- Records from a collection

:::

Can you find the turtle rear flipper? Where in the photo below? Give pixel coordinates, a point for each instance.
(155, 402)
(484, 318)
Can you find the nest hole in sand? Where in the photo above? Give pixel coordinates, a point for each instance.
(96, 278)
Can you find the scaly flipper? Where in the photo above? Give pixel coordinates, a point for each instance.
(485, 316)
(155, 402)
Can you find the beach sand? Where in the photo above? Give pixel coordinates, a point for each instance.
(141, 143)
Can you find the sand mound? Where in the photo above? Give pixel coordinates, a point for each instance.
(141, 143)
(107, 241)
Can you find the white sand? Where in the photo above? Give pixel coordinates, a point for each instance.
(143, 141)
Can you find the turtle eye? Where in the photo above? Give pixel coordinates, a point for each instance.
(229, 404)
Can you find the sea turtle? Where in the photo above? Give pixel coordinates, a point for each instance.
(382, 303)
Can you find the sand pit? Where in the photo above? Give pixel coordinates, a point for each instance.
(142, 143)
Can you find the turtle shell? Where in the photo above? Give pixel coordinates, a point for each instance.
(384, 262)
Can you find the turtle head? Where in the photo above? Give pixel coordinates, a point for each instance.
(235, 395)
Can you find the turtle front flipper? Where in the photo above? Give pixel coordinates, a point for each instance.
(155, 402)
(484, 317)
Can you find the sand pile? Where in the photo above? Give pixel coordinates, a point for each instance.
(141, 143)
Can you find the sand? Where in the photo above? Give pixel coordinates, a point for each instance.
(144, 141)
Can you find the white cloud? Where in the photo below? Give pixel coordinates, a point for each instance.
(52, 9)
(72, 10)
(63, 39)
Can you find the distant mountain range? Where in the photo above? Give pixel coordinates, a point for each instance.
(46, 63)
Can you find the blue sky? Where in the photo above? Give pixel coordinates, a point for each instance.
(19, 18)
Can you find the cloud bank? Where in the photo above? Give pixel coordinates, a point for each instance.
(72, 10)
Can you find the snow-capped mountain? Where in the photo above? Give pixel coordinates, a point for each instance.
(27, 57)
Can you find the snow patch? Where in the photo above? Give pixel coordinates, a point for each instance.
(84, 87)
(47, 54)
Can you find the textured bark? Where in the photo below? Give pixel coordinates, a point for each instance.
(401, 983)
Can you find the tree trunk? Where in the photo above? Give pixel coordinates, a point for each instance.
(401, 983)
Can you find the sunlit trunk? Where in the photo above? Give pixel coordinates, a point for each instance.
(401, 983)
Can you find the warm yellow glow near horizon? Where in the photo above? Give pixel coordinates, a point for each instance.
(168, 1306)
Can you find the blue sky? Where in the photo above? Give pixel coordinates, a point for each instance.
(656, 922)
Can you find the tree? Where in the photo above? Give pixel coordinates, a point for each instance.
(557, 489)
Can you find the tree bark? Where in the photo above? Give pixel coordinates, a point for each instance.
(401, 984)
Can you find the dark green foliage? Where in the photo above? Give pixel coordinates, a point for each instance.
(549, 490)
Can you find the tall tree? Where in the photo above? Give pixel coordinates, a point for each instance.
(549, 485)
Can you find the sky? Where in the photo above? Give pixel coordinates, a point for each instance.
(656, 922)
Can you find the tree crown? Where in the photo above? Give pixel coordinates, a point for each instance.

:::

- PROBLEM TO SOLVE
Beginning with the line that contains "Can you find the tree?", quote each line exactly through the last line of the entries above, and nothing beyond them.

- OUTPUT
Can you find the tree? Where in the photo above? Give pixel coordinates, a point for each instance.
(557, 489)
Can you find the tree bark? Where in the photo above? Give pixel coordinates, a point for each instance.
(401, 984)
Can you find the dark green foliage? Where in the photo above? Give pixel coordinates, a point for each instance.
(549, 490)
Can you find the tall tree? Where in the photo above? Give pixel coordinates, a point for each instance.
(549, 485)
Can you find the sky? Where in the photo above? Give pixel coordinates, a point for each instance.
(656, 922)
Can you find the tree crown? Where in the photo above? Give pixel coordinates, a point for each instance.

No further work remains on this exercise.